> **Stated exercise**: Output the records. Match them exactly.

> **Information provided**:
— START —

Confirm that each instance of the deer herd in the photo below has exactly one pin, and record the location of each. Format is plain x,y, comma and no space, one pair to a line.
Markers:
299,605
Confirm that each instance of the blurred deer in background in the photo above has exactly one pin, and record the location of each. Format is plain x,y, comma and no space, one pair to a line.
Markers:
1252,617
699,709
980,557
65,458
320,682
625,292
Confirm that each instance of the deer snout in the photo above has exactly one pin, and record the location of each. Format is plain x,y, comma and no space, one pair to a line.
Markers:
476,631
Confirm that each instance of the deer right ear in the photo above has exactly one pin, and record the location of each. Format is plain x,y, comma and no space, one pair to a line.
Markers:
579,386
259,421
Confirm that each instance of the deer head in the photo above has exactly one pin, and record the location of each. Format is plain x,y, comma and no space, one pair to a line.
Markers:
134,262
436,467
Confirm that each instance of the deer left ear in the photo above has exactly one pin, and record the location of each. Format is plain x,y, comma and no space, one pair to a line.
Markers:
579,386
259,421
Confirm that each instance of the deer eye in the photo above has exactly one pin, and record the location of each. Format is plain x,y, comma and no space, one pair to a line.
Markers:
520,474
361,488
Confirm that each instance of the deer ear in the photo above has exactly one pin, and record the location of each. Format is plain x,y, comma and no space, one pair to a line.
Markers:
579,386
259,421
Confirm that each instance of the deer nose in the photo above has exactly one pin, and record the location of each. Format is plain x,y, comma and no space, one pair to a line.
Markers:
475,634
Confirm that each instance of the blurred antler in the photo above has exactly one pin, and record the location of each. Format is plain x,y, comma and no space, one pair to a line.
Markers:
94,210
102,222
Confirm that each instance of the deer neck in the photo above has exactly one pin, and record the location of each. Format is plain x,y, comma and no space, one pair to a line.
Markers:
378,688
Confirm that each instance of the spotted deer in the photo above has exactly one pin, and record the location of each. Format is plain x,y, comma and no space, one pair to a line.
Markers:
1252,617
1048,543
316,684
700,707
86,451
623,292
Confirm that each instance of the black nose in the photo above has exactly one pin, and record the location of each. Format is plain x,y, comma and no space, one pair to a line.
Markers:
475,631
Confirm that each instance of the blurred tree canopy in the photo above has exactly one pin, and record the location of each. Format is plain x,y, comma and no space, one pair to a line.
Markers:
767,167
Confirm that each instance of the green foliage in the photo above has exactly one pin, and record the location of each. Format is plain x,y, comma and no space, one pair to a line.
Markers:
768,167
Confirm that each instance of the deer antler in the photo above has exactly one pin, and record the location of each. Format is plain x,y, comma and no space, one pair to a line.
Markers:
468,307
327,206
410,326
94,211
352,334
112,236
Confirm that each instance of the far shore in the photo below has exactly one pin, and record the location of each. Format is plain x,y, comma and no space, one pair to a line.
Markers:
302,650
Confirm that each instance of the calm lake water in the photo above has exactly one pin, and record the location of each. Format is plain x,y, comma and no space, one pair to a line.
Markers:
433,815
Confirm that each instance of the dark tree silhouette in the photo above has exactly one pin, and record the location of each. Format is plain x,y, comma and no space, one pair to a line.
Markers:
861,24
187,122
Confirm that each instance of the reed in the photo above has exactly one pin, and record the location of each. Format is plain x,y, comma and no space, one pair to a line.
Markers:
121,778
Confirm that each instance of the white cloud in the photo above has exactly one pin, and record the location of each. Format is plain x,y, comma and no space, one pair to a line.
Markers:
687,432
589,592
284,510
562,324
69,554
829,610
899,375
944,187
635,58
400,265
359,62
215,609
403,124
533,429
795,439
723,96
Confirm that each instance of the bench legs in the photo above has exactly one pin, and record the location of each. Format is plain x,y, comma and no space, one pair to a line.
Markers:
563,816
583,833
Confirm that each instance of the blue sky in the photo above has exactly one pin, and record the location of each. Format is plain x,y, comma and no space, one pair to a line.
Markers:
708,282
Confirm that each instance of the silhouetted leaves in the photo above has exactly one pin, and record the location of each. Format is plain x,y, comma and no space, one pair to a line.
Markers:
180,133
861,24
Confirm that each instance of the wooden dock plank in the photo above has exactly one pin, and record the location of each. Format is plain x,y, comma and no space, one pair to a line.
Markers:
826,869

— END —

> **The reply**:
Confirm that each instance of the deer herd in the photo below has exactly one pin, and record the location of each. Format is plain x,y, comma and no space, one pair to a line.
Markers:
299,605
Confirm that each instance of the blurred deer in background in the photo above has exactly one pin, and record the location of each. Format is plain x,y, comma and no space, one pair to a line.
Markers:
1252,617
699,709
980,557
65,458
320,682
625,292
Confirm that each instance of the deer snout in the photo above has exactly one pin, and record the location of each. Format is plain x,y, comma and no space, one pair to a line.
Markers:
476,631
Confirm that each instance of the deer right ear in the photo above has exactly one pin, and record the location of each. Format is plain x,y, comma and no space, one pair to a line.
Markers:
579,386
259,421
Confirm that each instance of the deer head in the photo above has exactly one pin, and record the location of each. Format is plain x,y, comma and no space, one pair to a line.
Markers:
134,262
436,467
Confirm that each instance of the deer left ear in the photo above has exactly one pin, and record the location of each. Format is plain x,y, comma and no space, one pair to a line.
Markers:
579,386
259,421
Confirm that each instance of the deer eye in the photo above has exactly one pin, and record the location of each. Format is plain x,y, comma and no space, one pair to a line.
Markers:
520,474
361,488
Confirm that each instance of the deer ear in the photo above has exactly one pin, and record the location of each. Format is plain x,y, comma and no space, one pair to a line.
Markers:
579,386
259,421
Confirm that each instance of the deer nose in the photo above has exactly one pin, and record the location of each. Format is plain x,y, comma and no space, one pair to a line.
Markers:
475,634
Confirm that each instance of the blurred antler in the photo above has exactly one pin, and record the location of each. Format is plain x,y, comma and no space, one pair to a line.
Markers:
94,210
102,222
Confirm that each instance of the deer neck in the photo above has exactly one pin, and record the location of each. Format is plain x,y, comma and no space, one pair to a line.
Markers:
378,688
Confirm that each instance of the spotted deer in the photo above has exactly one pin, and record the location of each. Format is plain x,y, comma and no space, one pair to a line.
Markers:
1252,617
1048,543
316,684
700,707
86,451
623,292
Confirm that each instance of the black nose in the photo above has exactly one pin, and record the location of each. Format is plain x,y, comma and no space, one pair to a line.
Markers:
475,631
Confirm that each instance of the blurred tree canopy in the photo above has exactly one pin, and record the location of each. Format is plain x,y, comma and no space, one pair to a line.
Markers:
767,167
Confirm that each instance of the green foliage in the photo above has exactly one pin, and record the location of each. Format is plain x,y, comma and no space, one pair to a line.
Markers:
768,167
Confirm that each instance of the deer antler in the photo above has exactly one pin, and record the location of each. Format is plain x,y, comma and no space, one pair to a line.
Markers:
468,307
327,206
410,326
94,211
352,334
112,236
Confirm that each instance of the far shore in the photo below has exactly one pin, and record the location of each. Format is plain x,y, comma and no space, one pair to a line.
Markers:
302,650
Confirm that each instance of the calm lake water in the photo above has exactly one pin, and record the location of each. Format is plain x,y, comma and no space, one pair to a line.
Markers:
433,815
Confirm that each instance of the dark tree silhouette in the photo above has exactly one pin, and record the location of each. Format is plain x,y, comma and no space, one pair to a line.
Markers:
861,24
187,122
Confirm that each instance of the reed in the photo above has exactly one pin, and record the location of each. Format is plain x,y, comma and no space, one pair to a line.
Markers:
121,778
Confirm that each instance of the white cloud in the photo above has exactly one pin, and record the location of each. Format is plain x,y, comma and no space, one pair to a line.
Markers:
687,432
589,592
284,510
562,324
69,554
829,610
899,375
944,187
635,58
400,265
359,62
215,609
403,124
533,429
795,439
723,96
Confirm that each instance of the bench legs in the photo above has exactly one pin, and record the location of each. Format is plain x,y, comma and no space, one pair to a line.
Markers:
563,816
583,833
Confirm that each instance of the blue sky in the photo above has exactly one pin, and record the location of each. Format is plain x,y, comma and no space, one pair to a line.
Markers:
708,282
Confirm that each instance of the silhouetted leaves in the photo above has exactly one pin, and record the location of each. Format is plain x,y, comma and no space, one pair to a line.
Markers:
180,133
861,24
Confirm that each instance of the wooden dock plank in the photo above has exactly one pin, and record the location of each. Format is plain x,y, comma and no space, one pair to a line.
Markers:
826,869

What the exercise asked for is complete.